====== DOCUMENT PASSAGE ======

Tuesday, 17 January 2012

Calling Java from assembler

Hi there,

You may think that this is completely insane. We have C, right? You know, that high-level language which might still be popular come the end of the year?

Yes, but then that's hardly the point. I want to know how to do the same thing in assembly. So, with that in mind, here goes. First, the Java class we're going to use to do this:

HelloWorld.java
public class HelloWorld {

 static {
  System.loadLibrary("hello");
 }

 public static void main(String[] args) throws Exception {
  HelloWorld hw = new HelloWorld();
  hw.requestGreeting();
 }

 native void requestGreeting();

 void sayHello() {
  System.out.println("Hello, World!");
 }
}


This version differs from the previous ones in that it includes the method sayHello(), which we'll get the library to call.

====== MATERIAL FOR THIS EXERCISE ======

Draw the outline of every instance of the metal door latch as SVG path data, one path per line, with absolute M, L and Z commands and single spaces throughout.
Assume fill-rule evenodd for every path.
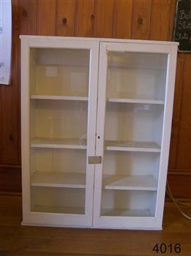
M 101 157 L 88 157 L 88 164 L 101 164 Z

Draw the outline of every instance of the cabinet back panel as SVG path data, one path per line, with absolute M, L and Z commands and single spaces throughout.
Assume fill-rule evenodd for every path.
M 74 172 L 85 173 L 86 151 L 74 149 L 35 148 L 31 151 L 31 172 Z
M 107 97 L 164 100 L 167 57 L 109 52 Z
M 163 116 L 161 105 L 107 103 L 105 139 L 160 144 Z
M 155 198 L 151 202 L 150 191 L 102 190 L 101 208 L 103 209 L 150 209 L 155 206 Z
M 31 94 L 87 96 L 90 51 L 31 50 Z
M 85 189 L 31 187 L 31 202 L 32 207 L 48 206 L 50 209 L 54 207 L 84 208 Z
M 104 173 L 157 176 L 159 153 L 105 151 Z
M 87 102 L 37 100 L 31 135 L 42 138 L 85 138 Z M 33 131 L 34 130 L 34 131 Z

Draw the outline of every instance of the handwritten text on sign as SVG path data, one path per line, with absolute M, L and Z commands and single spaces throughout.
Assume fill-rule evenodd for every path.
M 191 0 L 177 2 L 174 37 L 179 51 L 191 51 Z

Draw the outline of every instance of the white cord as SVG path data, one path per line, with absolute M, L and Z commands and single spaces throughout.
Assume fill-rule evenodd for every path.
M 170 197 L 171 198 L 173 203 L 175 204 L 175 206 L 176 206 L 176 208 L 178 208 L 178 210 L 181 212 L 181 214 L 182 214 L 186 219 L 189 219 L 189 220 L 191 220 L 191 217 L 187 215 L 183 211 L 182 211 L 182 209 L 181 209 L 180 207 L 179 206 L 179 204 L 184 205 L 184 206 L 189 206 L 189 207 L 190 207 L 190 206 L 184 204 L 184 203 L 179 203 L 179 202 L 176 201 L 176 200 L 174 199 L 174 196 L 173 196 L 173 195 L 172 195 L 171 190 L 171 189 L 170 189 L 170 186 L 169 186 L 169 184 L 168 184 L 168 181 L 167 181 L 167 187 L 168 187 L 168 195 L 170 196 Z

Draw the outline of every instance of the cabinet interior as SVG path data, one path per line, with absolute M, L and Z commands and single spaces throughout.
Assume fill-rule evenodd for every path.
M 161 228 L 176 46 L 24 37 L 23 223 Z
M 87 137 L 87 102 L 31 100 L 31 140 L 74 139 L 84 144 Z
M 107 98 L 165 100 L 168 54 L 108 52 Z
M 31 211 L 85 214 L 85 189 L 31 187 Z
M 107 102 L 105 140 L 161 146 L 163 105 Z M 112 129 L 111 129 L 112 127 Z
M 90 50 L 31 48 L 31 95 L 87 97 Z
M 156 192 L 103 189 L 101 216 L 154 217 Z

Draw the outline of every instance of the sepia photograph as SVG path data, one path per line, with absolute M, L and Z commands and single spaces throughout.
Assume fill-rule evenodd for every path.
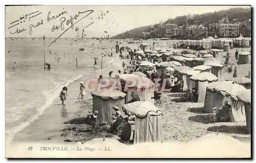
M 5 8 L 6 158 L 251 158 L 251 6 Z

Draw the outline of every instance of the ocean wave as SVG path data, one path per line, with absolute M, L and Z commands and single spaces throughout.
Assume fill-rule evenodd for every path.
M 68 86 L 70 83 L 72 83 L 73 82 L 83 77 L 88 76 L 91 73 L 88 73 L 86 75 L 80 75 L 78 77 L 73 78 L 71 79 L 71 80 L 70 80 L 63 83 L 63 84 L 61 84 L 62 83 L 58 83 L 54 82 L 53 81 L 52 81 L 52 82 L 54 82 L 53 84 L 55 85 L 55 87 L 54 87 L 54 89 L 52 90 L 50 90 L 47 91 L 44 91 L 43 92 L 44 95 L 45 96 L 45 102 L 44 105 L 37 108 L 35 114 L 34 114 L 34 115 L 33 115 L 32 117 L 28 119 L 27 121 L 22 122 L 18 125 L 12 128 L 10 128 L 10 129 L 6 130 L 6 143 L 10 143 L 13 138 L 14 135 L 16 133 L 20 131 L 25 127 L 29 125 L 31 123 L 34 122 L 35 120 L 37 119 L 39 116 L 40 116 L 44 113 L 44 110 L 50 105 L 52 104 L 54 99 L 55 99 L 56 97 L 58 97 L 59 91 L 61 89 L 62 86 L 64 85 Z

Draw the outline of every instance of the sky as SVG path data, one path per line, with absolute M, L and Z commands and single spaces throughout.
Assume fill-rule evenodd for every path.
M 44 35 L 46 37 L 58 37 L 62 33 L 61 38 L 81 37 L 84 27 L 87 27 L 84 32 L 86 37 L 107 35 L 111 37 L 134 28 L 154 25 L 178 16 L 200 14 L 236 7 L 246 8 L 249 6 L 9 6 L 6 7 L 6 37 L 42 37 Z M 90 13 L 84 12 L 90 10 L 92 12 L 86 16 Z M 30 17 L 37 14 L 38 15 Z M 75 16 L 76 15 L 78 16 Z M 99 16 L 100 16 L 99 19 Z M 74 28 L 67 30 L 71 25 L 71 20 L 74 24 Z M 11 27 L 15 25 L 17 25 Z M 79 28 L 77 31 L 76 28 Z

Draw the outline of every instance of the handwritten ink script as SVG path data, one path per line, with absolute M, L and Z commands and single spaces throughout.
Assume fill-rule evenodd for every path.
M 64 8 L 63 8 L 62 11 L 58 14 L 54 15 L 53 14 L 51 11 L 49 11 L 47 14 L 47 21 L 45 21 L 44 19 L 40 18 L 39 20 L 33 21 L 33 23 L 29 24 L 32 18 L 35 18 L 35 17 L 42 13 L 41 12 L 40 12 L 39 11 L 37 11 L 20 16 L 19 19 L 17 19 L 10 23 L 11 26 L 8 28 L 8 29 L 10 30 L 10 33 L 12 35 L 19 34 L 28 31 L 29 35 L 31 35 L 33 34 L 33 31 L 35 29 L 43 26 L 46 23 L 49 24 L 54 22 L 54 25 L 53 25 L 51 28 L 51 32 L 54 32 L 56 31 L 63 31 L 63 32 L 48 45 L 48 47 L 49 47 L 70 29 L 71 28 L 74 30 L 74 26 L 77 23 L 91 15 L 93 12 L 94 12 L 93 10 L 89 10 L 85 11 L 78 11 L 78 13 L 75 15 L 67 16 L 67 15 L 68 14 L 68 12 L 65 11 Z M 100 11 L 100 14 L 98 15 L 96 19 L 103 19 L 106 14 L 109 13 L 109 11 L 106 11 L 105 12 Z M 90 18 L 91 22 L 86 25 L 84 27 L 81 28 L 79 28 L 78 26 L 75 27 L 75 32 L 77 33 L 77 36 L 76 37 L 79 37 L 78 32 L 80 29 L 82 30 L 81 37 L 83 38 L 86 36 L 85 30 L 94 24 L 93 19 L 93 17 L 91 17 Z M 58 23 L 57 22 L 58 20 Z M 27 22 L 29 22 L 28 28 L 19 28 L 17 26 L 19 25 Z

======
====== MATERIAL FOR THIS EXERCISE ======

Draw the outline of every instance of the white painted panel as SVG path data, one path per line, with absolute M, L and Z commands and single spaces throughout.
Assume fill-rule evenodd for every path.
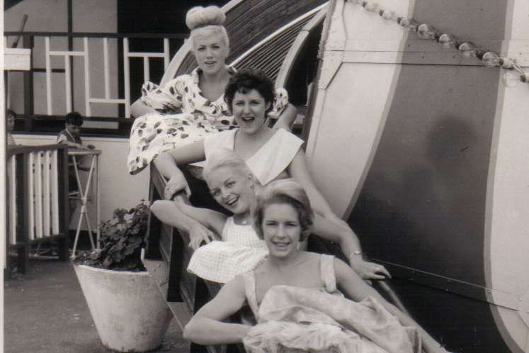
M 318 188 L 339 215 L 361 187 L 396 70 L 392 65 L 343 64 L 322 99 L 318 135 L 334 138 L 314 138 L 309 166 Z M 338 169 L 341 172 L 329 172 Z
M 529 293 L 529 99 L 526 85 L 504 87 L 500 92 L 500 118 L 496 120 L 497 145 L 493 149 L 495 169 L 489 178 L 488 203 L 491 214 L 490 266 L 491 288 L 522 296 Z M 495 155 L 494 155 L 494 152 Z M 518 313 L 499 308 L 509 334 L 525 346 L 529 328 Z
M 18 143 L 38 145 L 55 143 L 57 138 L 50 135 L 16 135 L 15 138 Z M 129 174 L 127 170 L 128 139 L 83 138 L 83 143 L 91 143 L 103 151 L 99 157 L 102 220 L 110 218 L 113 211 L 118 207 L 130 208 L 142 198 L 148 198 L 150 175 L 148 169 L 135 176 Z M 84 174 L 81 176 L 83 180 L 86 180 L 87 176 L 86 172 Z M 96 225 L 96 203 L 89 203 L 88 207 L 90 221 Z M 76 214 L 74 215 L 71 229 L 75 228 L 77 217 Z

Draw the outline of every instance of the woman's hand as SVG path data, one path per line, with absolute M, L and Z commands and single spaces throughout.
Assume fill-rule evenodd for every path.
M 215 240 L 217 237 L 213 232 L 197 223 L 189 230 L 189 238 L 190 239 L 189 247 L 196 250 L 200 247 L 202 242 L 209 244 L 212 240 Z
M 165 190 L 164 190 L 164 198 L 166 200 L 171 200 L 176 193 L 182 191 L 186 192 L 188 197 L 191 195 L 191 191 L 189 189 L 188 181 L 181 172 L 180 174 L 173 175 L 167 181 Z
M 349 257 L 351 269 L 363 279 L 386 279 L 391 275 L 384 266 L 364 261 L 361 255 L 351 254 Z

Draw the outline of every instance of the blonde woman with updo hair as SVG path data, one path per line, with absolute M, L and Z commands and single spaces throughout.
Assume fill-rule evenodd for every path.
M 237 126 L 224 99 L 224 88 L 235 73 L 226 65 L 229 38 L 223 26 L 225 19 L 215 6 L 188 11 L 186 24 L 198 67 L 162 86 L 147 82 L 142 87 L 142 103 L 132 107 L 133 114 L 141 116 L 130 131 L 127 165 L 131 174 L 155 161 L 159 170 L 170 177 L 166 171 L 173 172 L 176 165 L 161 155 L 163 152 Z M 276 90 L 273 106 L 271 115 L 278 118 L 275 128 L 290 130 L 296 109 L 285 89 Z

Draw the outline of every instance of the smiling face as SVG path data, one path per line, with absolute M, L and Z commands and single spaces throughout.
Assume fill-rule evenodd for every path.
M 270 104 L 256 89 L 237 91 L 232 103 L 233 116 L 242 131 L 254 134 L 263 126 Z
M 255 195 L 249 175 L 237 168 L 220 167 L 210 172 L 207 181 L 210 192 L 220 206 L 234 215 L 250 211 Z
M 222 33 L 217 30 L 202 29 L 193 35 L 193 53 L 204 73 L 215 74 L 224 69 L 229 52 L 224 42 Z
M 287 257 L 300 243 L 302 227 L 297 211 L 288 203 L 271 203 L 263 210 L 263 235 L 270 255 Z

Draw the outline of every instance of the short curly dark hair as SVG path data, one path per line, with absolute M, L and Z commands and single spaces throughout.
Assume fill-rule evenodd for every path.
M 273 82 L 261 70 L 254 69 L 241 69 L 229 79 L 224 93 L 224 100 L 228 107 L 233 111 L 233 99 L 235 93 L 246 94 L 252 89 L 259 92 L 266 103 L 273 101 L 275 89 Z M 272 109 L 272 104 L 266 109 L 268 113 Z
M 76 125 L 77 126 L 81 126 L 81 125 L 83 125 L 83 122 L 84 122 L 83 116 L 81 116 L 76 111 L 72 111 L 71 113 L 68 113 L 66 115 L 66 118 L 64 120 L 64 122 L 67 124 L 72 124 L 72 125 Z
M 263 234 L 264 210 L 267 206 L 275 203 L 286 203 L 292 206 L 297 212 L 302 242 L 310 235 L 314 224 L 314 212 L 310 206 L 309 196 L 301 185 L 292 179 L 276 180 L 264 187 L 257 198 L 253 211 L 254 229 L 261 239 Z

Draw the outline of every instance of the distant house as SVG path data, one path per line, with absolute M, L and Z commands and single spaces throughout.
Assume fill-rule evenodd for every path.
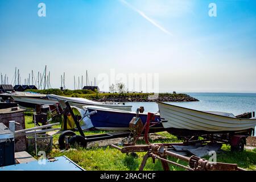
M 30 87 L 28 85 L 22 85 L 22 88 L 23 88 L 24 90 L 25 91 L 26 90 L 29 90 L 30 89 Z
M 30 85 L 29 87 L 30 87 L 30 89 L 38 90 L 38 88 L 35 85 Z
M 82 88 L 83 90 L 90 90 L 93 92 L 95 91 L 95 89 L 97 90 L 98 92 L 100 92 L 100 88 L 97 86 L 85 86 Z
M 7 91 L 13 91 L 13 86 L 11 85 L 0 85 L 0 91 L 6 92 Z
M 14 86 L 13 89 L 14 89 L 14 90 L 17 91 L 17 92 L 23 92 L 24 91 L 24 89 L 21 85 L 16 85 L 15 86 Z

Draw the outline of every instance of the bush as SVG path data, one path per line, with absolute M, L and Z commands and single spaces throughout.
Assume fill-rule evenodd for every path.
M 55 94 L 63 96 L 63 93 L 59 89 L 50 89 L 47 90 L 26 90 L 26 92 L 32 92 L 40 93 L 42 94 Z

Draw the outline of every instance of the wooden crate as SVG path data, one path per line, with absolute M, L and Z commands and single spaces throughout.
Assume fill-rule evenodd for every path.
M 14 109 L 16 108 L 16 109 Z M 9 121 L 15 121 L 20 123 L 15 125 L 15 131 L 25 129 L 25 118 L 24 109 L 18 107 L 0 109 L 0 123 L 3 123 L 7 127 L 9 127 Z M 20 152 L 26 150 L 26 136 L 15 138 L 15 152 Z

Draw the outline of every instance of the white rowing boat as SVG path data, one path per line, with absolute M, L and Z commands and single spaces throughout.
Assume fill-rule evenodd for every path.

======
====== MATERIAL FOR THIS EXERCISE ======

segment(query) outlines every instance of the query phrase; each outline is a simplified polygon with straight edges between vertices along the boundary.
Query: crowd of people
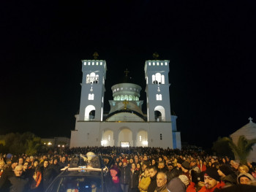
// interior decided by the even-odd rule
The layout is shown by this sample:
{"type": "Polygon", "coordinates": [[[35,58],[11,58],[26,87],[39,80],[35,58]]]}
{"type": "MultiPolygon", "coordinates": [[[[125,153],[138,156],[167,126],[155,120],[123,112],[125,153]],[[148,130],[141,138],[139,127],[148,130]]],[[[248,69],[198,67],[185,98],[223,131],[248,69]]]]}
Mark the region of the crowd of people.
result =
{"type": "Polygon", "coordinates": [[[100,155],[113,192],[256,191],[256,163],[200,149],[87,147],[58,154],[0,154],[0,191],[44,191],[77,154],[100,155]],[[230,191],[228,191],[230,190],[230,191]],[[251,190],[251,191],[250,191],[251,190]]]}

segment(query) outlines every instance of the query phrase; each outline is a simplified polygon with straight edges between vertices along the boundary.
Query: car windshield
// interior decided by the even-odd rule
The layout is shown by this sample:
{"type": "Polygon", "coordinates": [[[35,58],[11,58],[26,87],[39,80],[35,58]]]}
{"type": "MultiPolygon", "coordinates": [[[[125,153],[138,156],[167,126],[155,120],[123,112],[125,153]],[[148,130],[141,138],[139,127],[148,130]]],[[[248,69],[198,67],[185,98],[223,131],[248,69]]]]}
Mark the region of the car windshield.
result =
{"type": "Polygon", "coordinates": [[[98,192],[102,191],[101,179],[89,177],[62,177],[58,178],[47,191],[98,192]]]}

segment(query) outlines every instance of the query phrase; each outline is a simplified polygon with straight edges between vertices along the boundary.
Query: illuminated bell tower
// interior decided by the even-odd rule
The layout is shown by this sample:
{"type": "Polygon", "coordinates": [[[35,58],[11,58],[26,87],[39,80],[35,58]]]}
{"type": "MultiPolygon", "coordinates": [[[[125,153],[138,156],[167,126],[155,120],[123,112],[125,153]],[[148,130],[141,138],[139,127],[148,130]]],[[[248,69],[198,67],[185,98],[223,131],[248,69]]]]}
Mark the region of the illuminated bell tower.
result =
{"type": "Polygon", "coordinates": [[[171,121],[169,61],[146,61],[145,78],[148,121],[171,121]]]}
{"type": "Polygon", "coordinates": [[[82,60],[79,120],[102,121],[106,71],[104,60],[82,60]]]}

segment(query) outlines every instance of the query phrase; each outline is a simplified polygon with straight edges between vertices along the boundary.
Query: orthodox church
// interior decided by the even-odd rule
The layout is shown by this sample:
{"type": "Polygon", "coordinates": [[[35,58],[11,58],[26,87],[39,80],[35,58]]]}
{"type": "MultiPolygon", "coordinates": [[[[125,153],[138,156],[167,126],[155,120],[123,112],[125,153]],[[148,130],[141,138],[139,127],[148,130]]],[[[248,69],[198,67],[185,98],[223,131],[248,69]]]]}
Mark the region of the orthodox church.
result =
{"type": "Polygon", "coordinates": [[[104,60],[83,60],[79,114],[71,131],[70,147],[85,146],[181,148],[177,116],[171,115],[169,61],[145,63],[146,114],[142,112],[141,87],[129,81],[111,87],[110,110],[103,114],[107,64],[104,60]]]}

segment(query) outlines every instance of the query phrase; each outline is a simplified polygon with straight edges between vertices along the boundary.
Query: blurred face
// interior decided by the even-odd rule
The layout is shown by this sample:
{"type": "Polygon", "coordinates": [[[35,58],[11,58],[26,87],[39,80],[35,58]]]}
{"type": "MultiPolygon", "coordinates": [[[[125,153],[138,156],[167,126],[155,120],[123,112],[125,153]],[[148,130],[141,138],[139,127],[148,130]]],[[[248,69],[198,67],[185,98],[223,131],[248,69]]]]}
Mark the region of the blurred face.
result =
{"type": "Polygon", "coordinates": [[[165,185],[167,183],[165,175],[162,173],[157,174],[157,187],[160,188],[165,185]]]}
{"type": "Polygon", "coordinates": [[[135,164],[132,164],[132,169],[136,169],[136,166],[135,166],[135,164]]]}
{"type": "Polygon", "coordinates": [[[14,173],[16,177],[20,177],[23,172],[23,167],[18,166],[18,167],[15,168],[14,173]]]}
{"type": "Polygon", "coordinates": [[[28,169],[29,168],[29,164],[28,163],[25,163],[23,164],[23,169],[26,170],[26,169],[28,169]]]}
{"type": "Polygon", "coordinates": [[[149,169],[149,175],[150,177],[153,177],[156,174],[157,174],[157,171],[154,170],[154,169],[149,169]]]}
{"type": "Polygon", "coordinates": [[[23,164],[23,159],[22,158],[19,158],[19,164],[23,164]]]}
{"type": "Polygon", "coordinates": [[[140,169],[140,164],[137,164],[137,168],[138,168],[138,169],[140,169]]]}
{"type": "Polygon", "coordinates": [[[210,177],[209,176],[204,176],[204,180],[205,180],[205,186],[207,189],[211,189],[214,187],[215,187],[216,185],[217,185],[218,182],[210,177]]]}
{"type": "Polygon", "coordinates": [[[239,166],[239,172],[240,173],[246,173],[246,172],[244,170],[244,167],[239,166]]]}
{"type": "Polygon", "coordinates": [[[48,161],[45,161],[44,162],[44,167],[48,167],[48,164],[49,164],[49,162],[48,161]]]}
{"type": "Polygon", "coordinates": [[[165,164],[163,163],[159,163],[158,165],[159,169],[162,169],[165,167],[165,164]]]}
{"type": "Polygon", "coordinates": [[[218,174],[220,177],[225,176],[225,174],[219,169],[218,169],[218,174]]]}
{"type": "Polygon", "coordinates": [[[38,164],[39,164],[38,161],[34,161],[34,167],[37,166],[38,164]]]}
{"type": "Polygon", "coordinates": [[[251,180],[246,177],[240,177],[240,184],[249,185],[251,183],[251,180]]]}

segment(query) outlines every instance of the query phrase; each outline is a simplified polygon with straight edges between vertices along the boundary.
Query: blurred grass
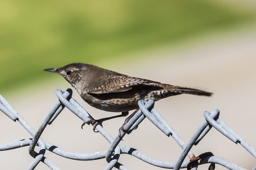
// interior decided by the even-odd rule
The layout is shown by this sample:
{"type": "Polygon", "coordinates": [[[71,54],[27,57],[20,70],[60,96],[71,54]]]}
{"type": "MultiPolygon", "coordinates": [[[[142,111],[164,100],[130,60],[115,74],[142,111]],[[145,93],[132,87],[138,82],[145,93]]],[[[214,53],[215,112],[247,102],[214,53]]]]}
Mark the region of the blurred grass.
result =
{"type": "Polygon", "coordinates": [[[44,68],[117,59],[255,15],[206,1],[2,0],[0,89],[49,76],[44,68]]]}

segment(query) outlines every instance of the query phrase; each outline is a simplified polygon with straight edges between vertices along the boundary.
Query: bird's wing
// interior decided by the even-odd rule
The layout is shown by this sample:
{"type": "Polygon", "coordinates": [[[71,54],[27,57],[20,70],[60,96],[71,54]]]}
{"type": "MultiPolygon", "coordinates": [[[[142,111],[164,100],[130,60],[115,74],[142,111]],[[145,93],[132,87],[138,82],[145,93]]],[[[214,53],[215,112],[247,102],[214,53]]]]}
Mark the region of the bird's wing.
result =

======

__WRITTEN TASKS__:
1. In the post on calling Java from assembler, shorten the paragraph that begins "Yes, but then that's hardly the point" to a single sentence that keeps its main facts.
2. Format the part of the rows that opens with the line containing "Draw the outline of every instance of the sky" and closes with the line containing "M 44 35 L 46" as a numbered list, leaving out any blank lines.

__RESULTS IN ORDER__:
1. The aim is to learn how to do the same thing in assembly, starting with the Java class used for it.

2.
1. Draw the outline of every instance of the sky as SVG path data, one path per line, with absolute M, L and Z commands and single spaces throughout.
2. Assume fill-rule evenodd for every path.
3. M 44 35 L 46 37 L 58 37 L 62 33 L 61 38 L 81 37 L 84 27 L 87 27 L 84 32 L 86 37 L 107 35 L 111 37 L 134 28 L 154 25 L 178 16 L 200 14 L 236 7 L 246 8 L 249 6 L 9 6 L 6 7 L 6 37 L 42 37 Z M 90 13 L 84 12 L 90 10 L 92 12 L 86 16 Z M 30 17 L 37 14 L 38 15 Z M 75 16 L 76 15 L 78 16 Z M 99 16 L 100 16 L 99 19 Z M 74 28 L 67 30 L 71 25 L 71 20 L 74 24 Z M 11 27 L 15 25 L 17 25 Z M 79 28 L 77 31 L 76 28 Z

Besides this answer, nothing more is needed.